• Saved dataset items
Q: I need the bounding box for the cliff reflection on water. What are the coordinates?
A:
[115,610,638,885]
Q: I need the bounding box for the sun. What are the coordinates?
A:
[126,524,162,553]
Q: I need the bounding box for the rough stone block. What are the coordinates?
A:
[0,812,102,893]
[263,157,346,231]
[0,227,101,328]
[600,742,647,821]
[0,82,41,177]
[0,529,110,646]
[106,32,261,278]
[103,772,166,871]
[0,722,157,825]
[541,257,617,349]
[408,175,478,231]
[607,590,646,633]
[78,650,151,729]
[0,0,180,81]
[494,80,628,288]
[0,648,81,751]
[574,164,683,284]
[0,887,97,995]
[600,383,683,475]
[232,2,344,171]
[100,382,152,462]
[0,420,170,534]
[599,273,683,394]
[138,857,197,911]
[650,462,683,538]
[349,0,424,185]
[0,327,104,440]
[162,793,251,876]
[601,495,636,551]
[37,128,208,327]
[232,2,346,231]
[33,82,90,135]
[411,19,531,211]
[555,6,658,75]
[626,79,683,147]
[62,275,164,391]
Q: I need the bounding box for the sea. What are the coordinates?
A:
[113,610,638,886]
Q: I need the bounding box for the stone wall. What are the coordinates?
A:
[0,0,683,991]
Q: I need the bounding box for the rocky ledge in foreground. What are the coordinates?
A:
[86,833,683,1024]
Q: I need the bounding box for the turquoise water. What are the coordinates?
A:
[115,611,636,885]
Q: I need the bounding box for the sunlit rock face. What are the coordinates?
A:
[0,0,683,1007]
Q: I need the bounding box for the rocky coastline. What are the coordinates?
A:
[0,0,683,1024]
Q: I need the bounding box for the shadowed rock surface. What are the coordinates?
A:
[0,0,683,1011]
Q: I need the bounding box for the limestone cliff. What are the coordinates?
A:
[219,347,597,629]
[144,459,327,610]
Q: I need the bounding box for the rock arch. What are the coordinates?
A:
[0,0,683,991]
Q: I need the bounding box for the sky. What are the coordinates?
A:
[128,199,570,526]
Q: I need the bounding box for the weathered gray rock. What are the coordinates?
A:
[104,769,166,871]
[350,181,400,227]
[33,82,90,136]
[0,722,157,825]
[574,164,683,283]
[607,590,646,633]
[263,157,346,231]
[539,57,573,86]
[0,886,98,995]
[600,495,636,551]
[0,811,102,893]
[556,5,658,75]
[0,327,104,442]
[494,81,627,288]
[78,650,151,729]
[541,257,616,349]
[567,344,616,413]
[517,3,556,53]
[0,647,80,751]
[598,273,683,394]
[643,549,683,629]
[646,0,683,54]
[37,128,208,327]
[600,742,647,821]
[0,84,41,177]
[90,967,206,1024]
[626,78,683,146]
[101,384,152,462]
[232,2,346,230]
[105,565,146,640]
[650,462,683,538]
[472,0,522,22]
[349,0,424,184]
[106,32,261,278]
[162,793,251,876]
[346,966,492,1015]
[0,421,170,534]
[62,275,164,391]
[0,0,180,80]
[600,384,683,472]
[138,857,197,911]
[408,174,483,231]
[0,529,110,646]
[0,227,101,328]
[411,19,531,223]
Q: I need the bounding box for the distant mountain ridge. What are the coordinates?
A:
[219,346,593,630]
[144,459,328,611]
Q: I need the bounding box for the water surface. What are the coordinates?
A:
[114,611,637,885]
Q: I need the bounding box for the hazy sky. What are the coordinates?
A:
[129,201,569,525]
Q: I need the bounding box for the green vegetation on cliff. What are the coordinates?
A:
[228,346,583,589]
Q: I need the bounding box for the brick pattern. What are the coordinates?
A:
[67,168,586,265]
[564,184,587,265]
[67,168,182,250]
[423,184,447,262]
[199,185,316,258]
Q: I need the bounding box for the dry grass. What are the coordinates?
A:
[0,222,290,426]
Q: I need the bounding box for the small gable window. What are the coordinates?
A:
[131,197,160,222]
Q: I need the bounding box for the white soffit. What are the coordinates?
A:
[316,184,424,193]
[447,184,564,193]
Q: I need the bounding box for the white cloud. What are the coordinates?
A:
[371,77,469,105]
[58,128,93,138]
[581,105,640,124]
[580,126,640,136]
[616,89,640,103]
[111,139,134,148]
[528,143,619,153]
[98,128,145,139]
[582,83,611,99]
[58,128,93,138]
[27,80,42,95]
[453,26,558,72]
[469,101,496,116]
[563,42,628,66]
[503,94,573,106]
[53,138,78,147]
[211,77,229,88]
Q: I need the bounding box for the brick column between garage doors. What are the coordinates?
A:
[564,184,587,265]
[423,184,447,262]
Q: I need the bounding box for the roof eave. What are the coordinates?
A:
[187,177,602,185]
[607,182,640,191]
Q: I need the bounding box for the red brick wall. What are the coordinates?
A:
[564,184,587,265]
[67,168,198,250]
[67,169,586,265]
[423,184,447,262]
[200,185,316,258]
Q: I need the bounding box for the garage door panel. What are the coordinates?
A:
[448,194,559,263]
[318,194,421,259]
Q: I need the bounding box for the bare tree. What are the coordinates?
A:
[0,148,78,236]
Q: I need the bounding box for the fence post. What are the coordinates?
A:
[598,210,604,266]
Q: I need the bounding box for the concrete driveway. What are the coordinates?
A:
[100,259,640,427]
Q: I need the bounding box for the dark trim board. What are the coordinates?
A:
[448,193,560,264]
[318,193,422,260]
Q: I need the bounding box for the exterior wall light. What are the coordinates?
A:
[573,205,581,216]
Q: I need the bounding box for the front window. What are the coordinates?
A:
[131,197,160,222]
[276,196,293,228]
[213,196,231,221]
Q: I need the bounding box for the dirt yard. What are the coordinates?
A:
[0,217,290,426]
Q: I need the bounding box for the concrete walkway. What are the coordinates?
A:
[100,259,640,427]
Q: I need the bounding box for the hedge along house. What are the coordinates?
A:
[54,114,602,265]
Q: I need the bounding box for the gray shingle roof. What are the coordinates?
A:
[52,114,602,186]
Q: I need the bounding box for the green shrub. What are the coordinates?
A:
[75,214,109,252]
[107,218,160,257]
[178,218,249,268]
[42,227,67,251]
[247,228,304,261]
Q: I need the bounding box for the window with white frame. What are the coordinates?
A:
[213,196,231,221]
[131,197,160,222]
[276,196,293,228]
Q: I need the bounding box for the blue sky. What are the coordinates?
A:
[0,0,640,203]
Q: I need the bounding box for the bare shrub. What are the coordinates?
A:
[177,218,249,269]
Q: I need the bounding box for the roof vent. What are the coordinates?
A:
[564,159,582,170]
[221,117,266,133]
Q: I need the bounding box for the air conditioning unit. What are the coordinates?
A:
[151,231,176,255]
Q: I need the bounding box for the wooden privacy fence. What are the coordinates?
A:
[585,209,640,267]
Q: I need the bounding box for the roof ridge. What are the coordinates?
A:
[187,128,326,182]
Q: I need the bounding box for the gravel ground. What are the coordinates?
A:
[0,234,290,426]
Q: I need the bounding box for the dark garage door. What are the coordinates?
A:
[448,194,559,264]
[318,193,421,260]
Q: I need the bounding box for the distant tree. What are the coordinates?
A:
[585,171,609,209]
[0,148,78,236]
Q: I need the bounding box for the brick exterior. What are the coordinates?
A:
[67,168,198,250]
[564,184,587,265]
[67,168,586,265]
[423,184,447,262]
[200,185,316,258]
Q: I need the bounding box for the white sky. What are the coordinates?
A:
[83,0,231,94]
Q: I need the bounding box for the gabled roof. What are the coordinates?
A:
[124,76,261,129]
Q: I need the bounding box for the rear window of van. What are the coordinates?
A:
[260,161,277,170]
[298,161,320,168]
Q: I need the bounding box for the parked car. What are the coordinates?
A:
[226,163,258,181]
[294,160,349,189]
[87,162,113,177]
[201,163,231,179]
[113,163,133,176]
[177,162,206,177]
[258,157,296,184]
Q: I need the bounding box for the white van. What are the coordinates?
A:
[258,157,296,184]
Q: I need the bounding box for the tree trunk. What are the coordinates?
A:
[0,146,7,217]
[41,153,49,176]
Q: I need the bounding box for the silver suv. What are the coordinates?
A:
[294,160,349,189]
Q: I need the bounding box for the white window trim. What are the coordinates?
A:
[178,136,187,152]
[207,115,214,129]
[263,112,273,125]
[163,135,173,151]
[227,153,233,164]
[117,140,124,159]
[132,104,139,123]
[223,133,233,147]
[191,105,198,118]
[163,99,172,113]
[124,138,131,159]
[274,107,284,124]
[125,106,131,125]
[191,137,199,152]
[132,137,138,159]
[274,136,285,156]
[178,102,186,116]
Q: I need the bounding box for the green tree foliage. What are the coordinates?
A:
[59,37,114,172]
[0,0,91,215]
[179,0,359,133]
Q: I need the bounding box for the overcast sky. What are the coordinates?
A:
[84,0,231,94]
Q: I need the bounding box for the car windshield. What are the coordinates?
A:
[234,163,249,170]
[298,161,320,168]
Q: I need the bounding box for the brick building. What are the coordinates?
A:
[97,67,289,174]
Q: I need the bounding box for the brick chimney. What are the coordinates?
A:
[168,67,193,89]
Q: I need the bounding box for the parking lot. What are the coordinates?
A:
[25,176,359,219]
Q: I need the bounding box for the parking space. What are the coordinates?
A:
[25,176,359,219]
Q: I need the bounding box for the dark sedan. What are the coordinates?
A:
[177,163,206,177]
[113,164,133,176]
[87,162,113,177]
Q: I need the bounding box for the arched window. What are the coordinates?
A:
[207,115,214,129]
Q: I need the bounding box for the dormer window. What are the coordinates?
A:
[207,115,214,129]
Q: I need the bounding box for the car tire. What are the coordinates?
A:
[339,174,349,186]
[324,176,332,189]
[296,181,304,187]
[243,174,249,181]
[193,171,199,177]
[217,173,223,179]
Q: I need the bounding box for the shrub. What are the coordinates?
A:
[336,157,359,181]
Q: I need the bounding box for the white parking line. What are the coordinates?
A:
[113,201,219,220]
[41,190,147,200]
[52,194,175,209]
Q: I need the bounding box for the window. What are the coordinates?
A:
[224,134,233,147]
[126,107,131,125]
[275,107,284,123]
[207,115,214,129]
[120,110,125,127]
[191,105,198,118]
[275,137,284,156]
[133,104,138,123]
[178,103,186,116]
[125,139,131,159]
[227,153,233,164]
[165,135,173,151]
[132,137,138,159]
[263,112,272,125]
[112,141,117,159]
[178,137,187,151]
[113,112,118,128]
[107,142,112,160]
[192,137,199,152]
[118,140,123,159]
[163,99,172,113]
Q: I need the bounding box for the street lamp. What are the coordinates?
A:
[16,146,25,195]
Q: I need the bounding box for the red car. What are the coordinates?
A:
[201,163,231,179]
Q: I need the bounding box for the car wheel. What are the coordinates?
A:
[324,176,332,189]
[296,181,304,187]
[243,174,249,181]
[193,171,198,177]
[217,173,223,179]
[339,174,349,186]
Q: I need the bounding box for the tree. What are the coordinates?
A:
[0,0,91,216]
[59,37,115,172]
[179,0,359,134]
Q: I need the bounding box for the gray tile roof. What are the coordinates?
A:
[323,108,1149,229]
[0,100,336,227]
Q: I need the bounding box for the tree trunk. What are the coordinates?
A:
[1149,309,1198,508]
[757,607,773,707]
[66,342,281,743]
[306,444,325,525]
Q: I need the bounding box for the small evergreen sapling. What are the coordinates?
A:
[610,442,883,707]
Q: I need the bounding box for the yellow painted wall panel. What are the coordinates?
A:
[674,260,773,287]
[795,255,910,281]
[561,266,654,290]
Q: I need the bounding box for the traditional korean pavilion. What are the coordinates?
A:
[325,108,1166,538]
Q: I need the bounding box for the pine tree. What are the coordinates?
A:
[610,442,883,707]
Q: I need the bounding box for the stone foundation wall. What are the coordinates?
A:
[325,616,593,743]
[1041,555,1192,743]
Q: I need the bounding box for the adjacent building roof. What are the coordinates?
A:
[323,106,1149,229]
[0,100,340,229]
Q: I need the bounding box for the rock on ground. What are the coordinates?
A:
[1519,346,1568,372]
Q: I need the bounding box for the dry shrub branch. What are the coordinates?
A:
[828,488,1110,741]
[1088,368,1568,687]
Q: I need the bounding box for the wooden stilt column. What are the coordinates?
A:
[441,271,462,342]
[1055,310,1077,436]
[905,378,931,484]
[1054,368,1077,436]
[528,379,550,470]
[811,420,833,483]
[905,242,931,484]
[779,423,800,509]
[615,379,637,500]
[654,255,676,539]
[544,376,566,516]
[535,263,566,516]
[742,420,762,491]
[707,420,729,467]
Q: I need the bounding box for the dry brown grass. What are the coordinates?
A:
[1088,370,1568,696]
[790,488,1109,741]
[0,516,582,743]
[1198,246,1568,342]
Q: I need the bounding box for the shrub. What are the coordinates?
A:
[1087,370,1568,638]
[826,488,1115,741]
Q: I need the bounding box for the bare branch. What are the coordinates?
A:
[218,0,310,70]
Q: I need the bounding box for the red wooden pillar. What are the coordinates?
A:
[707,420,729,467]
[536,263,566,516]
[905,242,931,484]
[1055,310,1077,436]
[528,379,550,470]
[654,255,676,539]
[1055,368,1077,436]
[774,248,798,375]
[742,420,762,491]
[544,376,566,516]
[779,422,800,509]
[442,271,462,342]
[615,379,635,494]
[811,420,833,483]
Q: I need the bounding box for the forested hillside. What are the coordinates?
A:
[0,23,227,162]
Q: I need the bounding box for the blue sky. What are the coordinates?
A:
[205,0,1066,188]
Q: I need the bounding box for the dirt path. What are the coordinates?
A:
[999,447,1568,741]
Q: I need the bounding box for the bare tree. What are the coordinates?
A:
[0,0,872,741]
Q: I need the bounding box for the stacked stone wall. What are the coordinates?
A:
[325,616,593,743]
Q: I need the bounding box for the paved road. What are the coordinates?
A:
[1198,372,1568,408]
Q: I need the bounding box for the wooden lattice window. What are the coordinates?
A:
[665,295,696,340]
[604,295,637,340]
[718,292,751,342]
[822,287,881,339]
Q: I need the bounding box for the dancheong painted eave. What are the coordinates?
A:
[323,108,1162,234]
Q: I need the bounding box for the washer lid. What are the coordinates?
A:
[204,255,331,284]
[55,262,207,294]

• TASK DETAILS
Rewrite the stretch of lines from the one containing "Q: I need the bounding box for the stone foundation" through the one containing "[0,100,340,229]" as a numbered list, leaving out any blank lines.

• SOLVED PROBLEM
1. Q: I need the bounding box for the stone foundation wall. What are the coordinates?
2. A:
3. [325,616,593,743]
4. [1041,555,1192,743]
5. Q: I need the bounding box for the adjacent building roof. What are the coordinates?
6. A:
7. [323,106,1149,229]
8. [0,100,340,229]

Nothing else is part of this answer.